REQUIREMENTS »
Print every line of the records below without changing a single character.

[Excerpts of labeled region data]

-------

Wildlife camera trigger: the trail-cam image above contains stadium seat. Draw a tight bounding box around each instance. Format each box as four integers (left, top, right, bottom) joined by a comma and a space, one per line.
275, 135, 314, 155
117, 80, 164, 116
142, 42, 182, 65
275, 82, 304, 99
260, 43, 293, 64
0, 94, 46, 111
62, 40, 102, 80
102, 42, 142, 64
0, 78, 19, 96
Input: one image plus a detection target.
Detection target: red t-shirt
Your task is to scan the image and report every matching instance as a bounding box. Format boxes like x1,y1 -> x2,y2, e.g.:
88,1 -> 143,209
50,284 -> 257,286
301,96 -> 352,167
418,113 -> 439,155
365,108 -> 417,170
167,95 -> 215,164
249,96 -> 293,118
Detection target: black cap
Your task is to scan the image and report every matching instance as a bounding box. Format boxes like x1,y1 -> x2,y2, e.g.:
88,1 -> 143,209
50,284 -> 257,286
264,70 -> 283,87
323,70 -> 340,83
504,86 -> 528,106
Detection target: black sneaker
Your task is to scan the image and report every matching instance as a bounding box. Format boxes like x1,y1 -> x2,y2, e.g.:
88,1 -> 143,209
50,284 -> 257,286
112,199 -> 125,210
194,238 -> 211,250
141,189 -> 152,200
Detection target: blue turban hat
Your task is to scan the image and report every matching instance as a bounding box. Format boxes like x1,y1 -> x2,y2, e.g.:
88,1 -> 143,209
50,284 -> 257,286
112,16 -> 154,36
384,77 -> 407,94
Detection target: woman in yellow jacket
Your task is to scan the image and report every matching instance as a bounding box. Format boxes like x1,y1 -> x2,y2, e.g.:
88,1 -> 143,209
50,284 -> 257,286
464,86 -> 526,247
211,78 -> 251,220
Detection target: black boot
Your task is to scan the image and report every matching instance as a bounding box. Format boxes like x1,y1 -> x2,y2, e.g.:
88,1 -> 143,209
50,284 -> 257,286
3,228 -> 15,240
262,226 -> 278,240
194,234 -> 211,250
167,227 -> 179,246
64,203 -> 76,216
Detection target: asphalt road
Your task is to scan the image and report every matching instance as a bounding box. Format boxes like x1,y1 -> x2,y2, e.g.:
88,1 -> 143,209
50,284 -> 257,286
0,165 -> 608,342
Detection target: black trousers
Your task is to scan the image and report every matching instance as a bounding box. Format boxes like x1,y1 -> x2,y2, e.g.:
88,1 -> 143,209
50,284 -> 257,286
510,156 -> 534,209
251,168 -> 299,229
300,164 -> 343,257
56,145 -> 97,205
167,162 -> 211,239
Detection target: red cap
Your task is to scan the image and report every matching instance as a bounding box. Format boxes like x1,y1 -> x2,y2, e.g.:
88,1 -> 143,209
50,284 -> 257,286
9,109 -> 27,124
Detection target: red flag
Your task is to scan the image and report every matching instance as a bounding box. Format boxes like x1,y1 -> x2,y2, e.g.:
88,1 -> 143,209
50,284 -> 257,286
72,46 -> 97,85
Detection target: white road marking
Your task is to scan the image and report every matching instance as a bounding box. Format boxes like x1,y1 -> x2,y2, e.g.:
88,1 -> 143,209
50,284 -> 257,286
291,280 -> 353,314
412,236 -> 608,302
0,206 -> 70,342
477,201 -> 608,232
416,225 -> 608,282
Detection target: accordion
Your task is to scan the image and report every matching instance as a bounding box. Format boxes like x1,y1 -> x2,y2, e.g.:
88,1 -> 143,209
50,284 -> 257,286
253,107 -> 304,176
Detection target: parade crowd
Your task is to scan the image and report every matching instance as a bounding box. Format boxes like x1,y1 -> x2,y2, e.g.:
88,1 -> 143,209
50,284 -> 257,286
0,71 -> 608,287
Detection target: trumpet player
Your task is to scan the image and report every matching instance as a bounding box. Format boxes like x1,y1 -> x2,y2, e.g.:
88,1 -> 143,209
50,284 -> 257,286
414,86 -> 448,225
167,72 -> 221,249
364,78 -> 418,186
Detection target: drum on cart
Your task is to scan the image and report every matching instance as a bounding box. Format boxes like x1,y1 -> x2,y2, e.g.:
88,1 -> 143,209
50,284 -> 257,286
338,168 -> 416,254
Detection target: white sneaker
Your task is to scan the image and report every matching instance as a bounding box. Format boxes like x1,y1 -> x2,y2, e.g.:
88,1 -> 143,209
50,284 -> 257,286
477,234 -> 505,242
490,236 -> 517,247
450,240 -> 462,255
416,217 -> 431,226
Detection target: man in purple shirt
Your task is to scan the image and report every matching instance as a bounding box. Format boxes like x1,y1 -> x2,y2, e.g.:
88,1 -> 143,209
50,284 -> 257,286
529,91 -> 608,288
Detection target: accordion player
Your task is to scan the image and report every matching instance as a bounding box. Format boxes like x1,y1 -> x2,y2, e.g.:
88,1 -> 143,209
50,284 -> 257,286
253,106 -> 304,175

-------

REPLY TO THE EXERCISE »
Wildlife camera trigger: the trail-cam image above contains stadium seat. Draw a tight bounding box around each instance. Format each box as four integers (left, top, right, bottom) joined by a comma and a space, one per line.
275, 135, 314, 155
117, 80, 164, 116
142, 42, 182, 65
275, 82, 304, 99
260, 43, 293, 64
0, 94, 46, 111
62, 40, 102, 80
102, 42, 142, 64
0, 78, 19, 96
Input: one image plus a detection target.
Detection target: red t-shirt
Your task is to scan the image and report every matching instance as a bounding box. Format boxes like x1,y1 -> x2,y2, e.g.:
88,1 -> 143,209
50,284 -> 257,286
301,96 -> 352,167
418,113 -> 439,155
365,108 -> 417,170
167,95 -> 215,164
249,96 -> 293,118
Detection target: black cap
Your task is to scan the image and report every matching instance as a bounding box. Format boxes like x1,y1 -> x2,y2, e.g.:
88,1 -> 143,209
50,284 -> 257,286
264,70 -> 283,87
323,70 -> 340,83
504,86 -> 528,106
Detection target: black sneaker
Your task is to scan the image and report every matching instance as a bounding box. Format boxes like x1,y1 -> x2,y2, e.g.:
88,1 -> 143,209
50,284 -> 257,286
112,199 -> 125,210
194,238 -> 211,250
141,189 -> 152,200
Detection target: blue turban hat
Your task is to scan the image and report every matching instance as a bounding box. Format boxes like x1,y1 -> x2,y2, e.g.:
88,1 -> 143,209
50,284 -> 257,286
112,16 -> 154,36
384,77 -> 407,94
Detection target: woman in yellow jacket
Your task is to scan the image and report every matching instance as a bounding box. Format boxes like x1,y1 -> x2,y2, e.g.:
88,1 -> 143,209
50,284 -> 257,286
464,86 -> 526,247
211,78 -> 251,220
Detection target: black boot
Your task is to scan the image and report every matching instance as a bounding box. Format boxes like x1,y1 -> x2,y2, e.g.:
88,1 -> 143,209
50,284 -> 257,286
3,228 -> 15,240
262,226 -> 278,240
194,234 -> 211,250
167,227 -> 179,246
64,203 -> 76,216
Detection target: asphalt road
Your task is to scan the image and report every matching instance as a bounding box. Format boxes like x1,y1 -> x2,y2, e.g.:
88,1 -> 143,209
50,284 -> 257,286
0,165 -> 608,342
Detection target: black trousers
Your task is to scan the image and report every matching instance as a bounding box. Format boxes like x1,y1 -> x2,y2, e.g.:
88,1 -> 143,209
50,284 -> 257,286
510,156 -> 534,209
251,168 -> 299,229
300,164 -> 343,257
56,145 -> 97,205
167,162 -> 211,239
Detection target: red cap
Your task is to scan the image and report every matching instance as a bounding box. Format boxes like x1,y1 -> x2,y2, e.g.:
88,1 -> 143,209
50,284 -> 257,286
9,109 -> 27,124
Detection target: red flag
Your task is to scan the image and report every matching instance as a bounding box. Format boxes like x1,y1 -> x2,y2, e.g.:
88,1 -> 143,209
50,284 -> 257,286
72,46 -> 97,85
Detection target: white road marking
Your task is to scan the image and report every matching instance as a bounding box. Format boxes like x1,y1 -> x2,y2, e.g.:
88,1 -> 143,209
50,284 -> 257,286
291,280 -> 353,314
412,236 -> 608,302
0,206 -> 70,342
477,201 -> 608,232
416,225 -> 608,282
Detection target: accordion
Your task is to scan the image and report every matching instance as a bounding box. Format boxes like x1,y1 -> x2,y2, e.g.:
88,1 -> 143,209
50,284 -> 257,286
253,107 -> 304,176
Detection target: parade crowd
Your task is to scan the image and report every matching instance as a bounding box. Format boxes like x1,y1 -> x2,y2, e.g.:
88,1 -> 143,209
50,284 -> 257,286
0,71 -> 608,287
Detection target: trumpet player
Your task is to scan the image and report every matching instance as a bounding box. Format boxes like x1,y1 -> x2,y2, e.g.:
88,1 -> 143,209
50,284 -> 257,286
414,86 -> 448,225
167,72 -> 221,249
364,78 -> 418,186
Detection target: drum on cart
Your task is to scan the image and report every matching instance as a bounding box. Format boxes like x1,y1 -> x2,y2, e.g.:
88,1 -> 143,209
50,284 -> 257,286
338,168 -> 416,254
Detection target: white sneaker
Your task is to scan the image and report every matching instance as a bounding box. Format boxes like x1,y1 -> x2,y2, e.g.:
88,1 -> 143,209
50,284 -> 257,286
477,234 -> 505,242
490,236 -> 517,247
450,240 -> 462,255
416,217 -> 431,226
Detection target: man in purple shirt
Your task is to scan the image and report every matching instance as a bounding box. Format boxes like x1,y1 -> x2,y2, e.g.:
88,1 -> 143,209
50,284 -> 257,286
529,91 -> 608,288
Detection target: accordion player
Your task is to scan the image and report every matching instance as a bounding box. Format boxes like x1,y1 -> x2,y2, e.g.:
88,1 -> 143,209
50,284 -> 257,286
253,106 -> 304,175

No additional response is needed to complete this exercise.